- Work to do
Count how many of the lines below contain the word "blue", and reply with the number alone.

- Data for this task
.....
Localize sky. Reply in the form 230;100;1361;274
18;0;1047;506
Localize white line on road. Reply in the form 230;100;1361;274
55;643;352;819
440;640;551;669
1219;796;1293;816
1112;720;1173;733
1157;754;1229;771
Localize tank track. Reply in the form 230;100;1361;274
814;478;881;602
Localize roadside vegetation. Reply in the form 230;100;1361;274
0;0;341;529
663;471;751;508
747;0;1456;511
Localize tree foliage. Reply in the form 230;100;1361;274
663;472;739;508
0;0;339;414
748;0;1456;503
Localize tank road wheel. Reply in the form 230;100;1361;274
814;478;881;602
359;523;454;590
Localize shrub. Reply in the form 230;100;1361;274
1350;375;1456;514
.....
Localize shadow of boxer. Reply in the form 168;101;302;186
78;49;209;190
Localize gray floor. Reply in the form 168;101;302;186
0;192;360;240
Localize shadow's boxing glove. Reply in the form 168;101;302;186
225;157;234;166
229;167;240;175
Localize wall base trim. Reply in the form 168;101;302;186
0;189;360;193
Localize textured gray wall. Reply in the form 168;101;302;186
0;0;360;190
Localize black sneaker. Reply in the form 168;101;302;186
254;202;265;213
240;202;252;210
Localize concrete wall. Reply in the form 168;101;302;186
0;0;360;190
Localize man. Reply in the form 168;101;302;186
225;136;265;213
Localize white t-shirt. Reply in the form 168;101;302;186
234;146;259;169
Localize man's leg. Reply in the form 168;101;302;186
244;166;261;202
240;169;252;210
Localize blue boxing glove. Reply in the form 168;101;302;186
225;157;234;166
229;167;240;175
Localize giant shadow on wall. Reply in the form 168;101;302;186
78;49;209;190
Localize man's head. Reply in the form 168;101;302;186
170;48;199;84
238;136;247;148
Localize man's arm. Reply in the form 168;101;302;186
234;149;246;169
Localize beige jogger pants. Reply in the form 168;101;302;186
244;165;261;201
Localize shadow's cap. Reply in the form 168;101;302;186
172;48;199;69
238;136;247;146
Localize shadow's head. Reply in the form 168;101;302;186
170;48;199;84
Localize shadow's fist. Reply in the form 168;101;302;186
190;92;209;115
.....
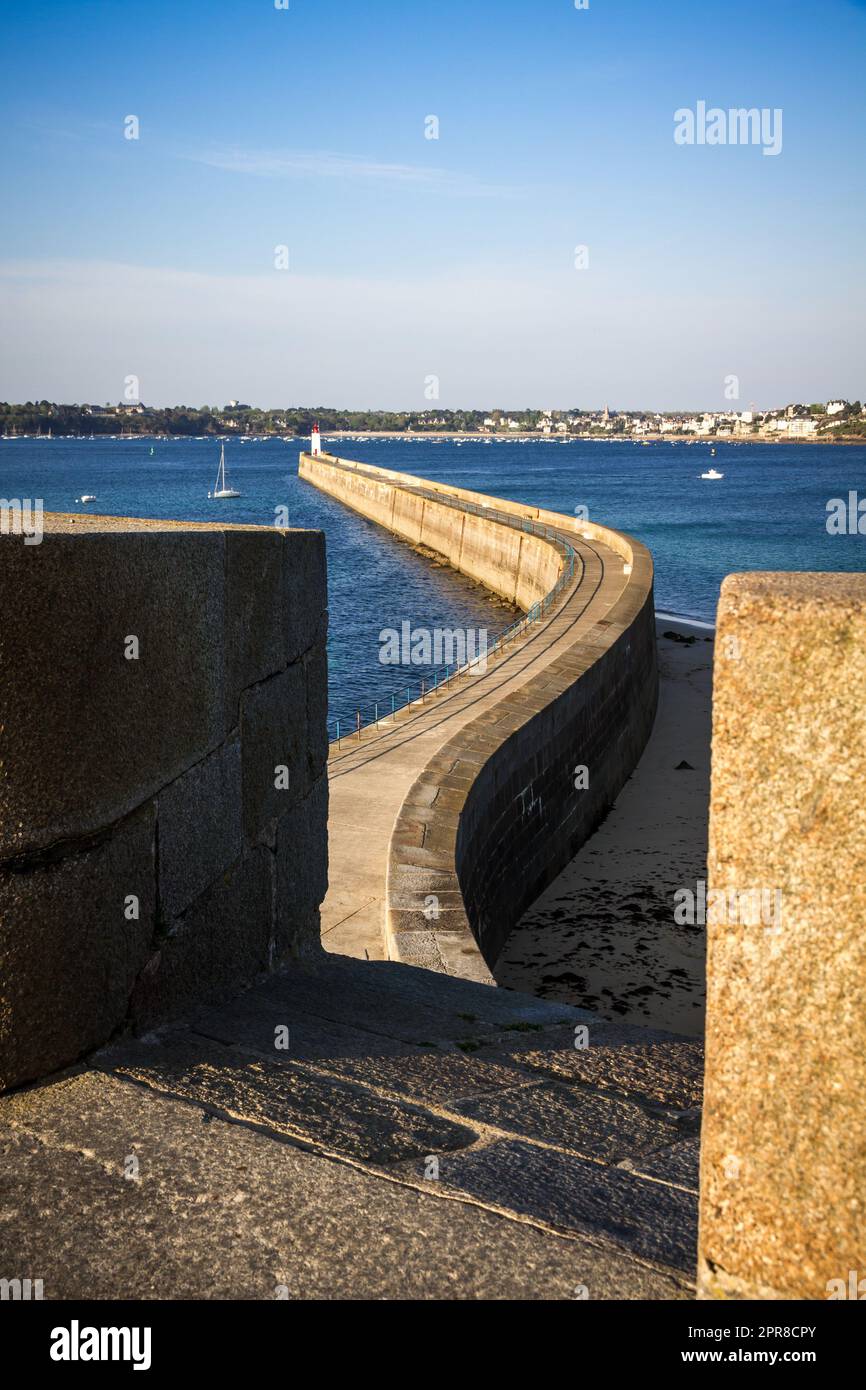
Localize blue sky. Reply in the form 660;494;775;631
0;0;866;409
.....
- Task output
2